- _What is needed_
Restate the records below word for word.
<<<<
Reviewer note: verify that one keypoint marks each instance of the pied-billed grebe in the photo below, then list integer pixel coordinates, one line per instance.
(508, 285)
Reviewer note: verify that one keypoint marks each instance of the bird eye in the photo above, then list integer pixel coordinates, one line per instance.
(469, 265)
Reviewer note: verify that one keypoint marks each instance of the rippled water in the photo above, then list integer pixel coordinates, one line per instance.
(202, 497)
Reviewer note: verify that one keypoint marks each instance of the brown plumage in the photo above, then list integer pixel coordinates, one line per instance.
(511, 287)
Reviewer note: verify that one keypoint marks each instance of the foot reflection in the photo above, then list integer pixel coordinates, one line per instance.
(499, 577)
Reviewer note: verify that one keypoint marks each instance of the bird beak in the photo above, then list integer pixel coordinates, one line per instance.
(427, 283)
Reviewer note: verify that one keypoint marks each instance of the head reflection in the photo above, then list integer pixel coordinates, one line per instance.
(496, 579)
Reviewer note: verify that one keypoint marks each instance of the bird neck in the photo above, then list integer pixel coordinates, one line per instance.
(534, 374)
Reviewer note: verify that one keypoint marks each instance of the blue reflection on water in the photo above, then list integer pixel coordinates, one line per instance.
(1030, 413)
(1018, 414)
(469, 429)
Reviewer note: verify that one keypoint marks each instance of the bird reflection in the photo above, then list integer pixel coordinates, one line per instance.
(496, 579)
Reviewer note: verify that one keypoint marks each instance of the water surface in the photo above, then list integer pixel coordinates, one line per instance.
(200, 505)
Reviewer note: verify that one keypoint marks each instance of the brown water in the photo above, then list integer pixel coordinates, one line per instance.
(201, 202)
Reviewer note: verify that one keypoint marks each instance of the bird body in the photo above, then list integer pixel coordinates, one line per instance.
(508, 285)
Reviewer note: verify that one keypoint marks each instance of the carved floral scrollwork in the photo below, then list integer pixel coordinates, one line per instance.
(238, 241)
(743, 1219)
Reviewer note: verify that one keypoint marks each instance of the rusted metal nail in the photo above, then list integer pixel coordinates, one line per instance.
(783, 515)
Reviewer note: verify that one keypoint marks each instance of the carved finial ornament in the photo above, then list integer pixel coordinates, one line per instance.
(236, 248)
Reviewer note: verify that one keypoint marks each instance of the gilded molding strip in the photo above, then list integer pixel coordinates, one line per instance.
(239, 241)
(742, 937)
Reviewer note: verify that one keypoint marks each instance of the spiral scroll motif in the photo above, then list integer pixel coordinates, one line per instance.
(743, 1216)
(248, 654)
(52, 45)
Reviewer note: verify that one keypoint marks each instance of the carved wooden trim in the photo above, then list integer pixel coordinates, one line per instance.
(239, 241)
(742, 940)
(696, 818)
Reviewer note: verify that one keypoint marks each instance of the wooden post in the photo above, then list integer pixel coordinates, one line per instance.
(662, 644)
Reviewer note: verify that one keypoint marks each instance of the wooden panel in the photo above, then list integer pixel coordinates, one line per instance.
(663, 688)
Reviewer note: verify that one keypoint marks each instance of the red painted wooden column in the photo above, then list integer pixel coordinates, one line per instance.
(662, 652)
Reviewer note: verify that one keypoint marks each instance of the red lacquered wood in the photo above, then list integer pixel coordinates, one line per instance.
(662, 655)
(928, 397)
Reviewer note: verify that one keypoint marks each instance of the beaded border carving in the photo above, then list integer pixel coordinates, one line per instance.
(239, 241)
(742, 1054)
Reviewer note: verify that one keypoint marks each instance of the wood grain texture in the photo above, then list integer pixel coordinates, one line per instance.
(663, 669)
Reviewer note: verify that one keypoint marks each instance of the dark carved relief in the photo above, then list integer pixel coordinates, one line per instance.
>>>>
- _The solution_
Reviewer note: verify that one keypoint marks each instance of the pied-billed grebe in the photo below, then list integer pixel coordinates, one line per instance.
(508, 285)
Reviewer note: verify that one keypoint marks each instance of the bird eye in the photo above, then list integer pixel coordinates, one line per instance.
(469, 265)
Reviewer note: verify that one keypoint marks each instance of the rippled water in the photo above, then list integer pixel coordinates, one line per instance.
(202, 497)
Reviewer note: verify that one keypoint marks each instance of the brown plumage in the photo above, then list integer pixel coordinates, one line per instance.
(511, 287)
Reviewer note: verify that one keypoint marks each instance of the foot reflection in the photo above, then list integer pixel coordinates, one line per instance.
(499, 577)
Reviewer note: verify that one keypoint marks each instance of the bird beak in the photo above, then list integer pixel coordinates, one line per instance.
(427, 283)
Reviewer note: verify that one keypoint marks each instance of the head reflection in the photo above, then list integer pixel coordinates, one line per instance.
(496, 579)
Reviewer note: verify that one keypoint marks each instance of the bird neck in the photo above, then list integer pixel coordinates, one line per instance.
(534, 374)
Reviewer note: verify that one keypoint marks each instance of the blue reflection on water in the photo above, then list integer pixel coordinates, one line per instance.
(1030, 413)
(1018, 414)
(469, 429)
Reviewer note: verify that one keypoint marks each instance of the bird reflection in the photo above, then list integer pixel coordinates, one line per instance.
(496, 579)
Reviewer note: verify that one keypoint marks each instance of the water surface in the photo above, then list integer pixel coordinates, one line per instance.
(200, 505)
Reviewer note: verify that one keypoint marks each instance of the brown water in the photo above, then list integer pixel coordinates, one line per instance.
(201, 202)
Reviewer note: verify that one keypoint marks each instance of the bird body in the photo above, then list integer pixel coordinates, one line per instance.
(508, 285)
Reviewer note: verify that one keypoint marks each instance of the carved floral scrollwork in the photo below, then list integer pixel coordinates, one line per instance.
(238, 241)
(743, 1219)
Reviewer note: verify that one keypoint marks each instance of the rusted metal nail in the photo above, then list integer pixel coordinates, one line per instance.
(783, 515)
Reviewer note: verify that one keypoint marks each instance of the carved finial ornament in the photo above, then list integer pixel coordinates, one line per instance.
(236, 248)
Reviewer note: verify that one keypoint marks each instance of the gilded molding strip in the photo above, then list integer pixel coordinates, one line per instance.
(239, 241)
(742, 937)
Reviewer note: verify that one keypoint marks each instance of the spiral scroll motif in the photo above, then list integer pixel coordinates, one line per instance.
(743, 1216)
(248, 654)
(52, 45)
Reviewer note: verify that one keypoint marks each instance of the carved wooden trim in the photo above, then list integer pixel coordinates, one line per instance.
(239, 241)
(742, 940)
(696, 818)
Reviewer note: verify that one keypoint marks each instance of the wooden post in the photo above, then list integer pixel coordinates, one line per instance.
(662, 644)
Reviewer note: verify that one keypoint marks each instance of the wooden panel in the photo above, then list integer pixel coordinates, one line per instance.
(663, 688)
Reviewer note: verify that one keypoint marks each instance of the red painted wooden column in the photo above, then list integer pixel coordinates, one line per instance.
(662, 652)
Reviewer note: verify that one keypoint marks each instance of the red lacquered wood in the photo above, then list integer pixel coordinates, one line per instance.
(662, 655)
(928, 397)
Reviewer note: verify that one keypoint marks each instance of the beaded border carving in the photo above, then list integer pixel coordinates, one line per instance.
(239, 241)
(742, 1054)
Reviewer note: verify that one keypoint marks each instance of the wood grain texture in the photo above, then list integer pixel coordinates, one line per instance.
(663, 669)
Reviewer note: verify that one keypoint marks each instance of the dark carved relief in the photo above, then list integer pixel coordinates, one line per instance.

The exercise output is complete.